# [Instructions to follow]
Extract each line of the listing below that contains the string "surface". Letter case must match.

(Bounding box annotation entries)

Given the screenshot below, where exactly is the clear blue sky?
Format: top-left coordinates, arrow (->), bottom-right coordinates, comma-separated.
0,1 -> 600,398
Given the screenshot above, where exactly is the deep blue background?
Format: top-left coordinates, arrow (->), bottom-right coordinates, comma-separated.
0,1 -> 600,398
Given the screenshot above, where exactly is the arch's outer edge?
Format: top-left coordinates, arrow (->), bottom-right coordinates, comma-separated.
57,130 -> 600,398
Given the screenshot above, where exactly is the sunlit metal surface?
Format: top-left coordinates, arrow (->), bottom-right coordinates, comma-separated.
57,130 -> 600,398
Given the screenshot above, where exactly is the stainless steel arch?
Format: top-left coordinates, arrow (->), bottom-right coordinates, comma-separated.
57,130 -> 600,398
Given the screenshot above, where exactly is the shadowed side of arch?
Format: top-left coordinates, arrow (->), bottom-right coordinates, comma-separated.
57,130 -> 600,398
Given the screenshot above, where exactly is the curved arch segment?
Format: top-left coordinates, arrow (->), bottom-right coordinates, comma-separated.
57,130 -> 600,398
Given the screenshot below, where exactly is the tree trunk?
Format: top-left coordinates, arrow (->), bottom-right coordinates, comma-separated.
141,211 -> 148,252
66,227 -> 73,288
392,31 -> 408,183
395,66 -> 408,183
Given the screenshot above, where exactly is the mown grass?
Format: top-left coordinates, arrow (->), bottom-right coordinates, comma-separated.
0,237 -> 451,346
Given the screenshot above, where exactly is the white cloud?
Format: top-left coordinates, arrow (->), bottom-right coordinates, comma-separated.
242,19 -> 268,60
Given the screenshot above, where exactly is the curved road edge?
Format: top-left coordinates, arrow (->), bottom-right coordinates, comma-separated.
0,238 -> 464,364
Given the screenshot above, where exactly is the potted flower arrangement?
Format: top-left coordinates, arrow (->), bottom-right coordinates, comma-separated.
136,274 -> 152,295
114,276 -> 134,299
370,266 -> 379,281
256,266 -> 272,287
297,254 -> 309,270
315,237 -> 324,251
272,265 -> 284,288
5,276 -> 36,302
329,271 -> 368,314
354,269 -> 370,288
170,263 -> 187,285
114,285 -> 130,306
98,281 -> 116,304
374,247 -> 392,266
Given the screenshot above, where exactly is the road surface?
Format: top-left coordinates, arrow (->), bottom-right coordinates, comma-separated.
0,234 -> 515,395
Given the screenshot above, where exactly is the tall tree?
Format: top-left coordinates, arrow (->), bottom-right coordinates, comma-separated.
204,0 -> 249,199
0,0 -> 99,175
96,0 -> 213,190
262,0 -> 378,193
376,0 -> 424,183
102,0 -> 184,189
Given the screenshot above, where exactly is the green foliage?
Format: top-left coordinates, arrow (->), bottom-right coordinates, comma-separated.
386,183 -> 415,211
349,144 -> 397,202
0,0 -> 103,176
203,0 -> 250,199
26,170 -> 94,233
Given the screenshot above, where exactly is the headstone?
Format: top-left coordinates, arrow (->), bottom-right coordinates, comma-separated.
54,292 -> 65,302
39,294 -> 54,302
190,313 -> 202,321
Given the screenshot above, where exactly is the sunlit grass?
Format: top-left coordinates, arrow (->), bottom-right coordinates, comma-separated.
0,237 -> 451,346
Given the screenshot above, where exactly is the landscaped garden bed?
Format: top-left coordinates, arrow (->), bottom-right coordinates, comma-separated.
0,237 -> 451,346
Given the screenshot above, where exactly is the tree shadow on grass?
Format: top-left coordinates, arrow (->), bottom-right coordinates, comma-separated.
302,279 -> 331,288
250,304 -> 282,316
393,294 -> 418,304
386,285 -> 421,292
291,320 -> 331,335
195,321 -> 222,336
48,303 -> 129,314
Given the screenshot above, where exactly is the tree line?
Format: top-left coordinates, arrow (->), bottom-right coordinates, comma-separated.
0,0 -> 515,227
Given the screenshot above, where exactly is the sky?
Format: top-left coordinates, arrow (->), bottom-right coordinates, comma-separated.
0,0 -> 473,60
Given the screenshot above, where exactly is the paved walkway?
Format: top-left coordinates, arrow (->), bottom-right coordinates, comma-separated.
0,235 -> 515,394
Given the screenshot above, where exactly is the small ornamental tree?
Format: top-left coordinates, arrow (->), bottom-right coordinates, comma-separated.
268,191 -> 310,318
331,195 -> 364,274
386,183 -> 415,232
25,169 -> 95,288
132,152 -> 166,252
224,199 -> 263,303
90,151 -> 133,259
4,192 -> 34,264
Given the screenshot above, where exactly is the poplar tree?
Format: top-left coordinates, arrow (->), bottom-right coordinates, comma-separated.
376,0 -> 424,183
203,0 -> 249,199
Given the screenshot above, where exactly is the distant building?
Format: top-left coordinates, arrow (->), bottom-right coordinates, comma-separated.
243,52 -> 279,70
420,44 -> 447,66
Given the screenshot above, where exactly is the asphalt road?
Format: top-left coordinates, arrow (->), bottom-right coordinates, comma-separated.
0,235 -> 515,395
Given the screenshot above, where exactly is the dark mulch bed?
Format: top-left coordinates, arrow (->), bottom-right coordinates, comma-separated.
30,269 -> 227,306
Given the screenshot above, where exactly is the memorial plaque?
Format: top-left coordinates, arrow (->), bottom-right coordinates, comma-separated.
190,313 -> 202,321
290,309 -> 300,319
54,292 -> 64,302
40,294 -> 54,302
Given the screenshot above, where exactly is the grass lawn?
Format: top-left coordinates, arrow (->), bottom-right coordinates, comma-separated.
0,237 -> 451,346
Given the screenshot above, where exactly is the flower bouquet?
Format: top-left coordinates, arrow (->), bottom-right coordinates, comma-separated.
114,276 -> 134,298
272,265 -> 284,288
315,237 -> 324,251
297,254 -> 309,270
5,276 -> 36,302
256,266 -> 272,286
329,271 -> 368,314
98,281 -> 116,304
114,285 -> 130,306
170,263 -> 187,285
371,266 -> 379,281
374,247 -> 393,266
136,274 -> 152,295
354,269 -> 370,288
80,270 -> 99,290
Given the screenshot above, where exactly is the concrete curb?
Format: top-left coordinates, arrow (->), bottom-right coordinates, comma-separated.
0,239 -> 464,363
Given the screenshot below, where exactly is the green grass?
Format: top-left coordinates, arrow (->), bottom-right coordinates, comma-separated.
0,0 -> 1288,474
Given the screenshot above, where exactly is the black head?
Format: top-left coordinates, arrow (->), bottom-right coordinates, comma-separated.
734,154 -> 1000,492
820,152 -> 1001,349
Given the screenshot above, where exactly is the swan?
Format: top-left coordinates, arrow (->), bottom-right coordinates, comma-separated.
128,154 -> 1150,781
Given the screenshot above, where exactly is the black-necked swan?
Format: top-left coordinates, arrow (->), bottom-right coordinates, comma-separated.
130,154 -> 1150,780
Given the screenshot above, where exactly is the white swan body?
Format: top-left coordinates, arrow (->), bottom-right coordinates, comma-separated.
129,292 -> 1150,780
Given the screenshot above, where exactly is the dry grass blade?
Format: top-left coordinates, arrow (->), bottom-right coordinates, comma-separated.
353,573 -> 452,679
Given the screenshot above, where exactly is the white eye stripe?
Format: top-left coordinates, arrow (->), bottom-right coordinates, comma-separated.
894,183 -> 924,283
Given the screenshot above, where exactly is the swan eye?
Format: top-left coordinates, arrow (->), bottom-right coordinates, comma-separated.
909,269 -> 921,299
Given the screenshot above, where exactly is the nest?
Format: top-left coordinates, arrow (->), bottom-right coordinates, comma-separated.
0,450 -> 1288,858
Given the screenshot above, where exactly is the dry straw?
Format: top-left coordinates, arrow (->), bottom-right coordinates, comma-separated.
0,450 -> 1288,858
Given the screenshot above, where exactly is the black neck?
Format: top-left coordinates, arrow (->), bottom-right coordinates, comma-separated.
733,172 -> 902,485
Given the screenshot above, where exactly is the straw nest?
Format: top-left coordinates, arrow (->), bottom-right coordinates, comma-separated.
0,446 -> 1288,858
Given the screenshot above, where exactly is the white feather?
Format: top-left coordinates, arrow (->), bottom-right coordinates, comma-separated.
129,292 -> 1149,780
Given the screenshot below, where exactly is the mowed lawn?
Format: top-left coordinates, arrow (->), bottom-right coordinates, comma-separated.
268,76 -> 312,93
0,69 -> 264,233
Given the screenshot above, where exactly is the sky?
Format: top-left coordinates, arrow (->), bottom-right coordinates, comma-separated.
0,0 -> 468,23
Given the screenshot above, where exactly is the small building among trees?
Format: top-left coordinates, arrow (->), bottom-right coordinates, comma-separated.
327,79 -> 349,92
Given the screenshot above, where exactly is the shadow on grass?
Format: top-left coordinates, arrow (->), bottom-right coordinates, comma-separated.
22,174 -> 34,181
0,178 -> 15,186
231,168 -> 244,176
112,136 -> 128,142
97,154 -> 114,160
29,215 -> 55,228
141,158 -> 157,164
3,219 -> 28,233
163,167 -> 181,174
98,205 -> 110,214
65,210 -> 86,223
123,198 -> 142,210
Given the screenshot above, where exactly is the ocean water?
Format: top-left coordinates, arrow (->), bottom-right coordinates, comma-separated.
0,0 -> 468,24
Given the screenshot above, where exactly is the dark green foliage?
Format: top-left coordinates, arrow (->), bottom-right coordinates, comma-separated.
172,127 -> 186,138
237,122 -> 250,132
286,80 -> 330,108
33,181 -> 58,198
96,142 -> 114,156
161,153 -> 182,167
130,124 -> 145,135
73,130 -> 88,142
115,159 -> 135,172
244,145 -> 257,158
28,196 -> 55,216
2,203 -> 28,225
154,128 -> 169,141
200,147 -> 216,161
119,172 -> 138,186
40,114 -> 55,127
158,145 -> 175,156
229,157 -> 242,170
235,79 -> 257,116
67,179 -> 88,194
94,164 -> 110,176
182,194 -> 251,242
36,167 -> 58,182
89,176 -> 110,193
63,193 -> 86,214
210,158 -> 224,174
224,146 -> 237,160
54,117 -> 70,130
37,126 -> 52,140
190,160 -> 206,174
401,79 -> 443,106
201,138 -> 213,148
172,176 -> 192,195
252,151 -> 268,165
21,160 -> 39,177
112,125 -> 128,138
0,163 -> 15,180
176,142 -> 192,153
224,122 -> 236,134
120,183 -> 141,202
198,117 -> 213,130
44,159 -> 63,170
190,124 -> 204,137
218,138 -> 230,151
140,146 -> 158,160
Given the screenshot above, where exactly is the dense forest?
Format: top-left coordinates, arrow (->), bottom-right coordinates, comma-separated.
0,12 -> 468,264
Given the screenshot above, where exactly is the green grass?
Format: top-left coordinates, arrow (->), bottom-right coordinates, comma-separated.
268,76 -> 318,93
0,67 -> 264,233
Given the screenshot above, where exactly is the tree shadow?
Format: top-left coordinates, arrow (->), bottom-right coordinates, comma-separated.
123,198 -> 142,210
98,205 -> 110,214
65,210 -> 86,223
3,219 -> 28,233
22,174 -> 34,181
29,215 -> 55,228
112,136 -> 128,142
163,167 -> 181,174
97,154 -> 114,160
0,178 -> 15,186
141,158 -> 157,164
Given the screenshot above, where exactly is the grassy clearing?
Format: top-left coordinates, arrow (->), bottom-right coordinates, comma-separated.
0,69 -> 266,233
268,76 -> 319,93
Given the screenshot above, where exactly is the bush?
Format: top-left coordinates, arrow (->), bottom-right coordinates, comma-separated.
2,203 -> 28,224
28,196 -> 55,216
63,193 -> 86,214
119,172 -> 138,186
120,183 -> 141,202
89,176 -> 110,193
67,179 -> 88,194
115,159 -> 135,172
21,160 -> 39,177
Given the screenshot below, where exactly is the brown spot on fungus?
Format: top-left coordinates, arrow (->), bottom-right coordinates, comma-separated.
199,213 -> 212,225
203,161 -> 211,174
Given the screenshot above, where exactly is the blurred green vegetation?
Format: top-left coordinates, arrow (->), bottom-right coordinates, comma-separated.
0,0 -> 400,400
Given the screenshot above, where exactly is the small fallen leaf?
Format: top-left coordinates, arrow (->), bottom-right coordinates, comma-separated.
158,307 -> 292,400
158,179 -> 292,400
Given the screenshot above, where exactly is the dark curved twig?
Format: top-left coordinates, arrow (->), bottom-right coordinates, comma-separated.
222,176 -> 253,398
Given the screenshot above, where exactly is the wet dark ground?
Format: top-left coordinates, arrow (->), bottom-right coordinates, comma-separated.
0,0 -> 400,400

# [Complete output]
Given the screenshot above, where exactly is the sunlit metal surface?
Given the screenshot above, where exactly is the road surface?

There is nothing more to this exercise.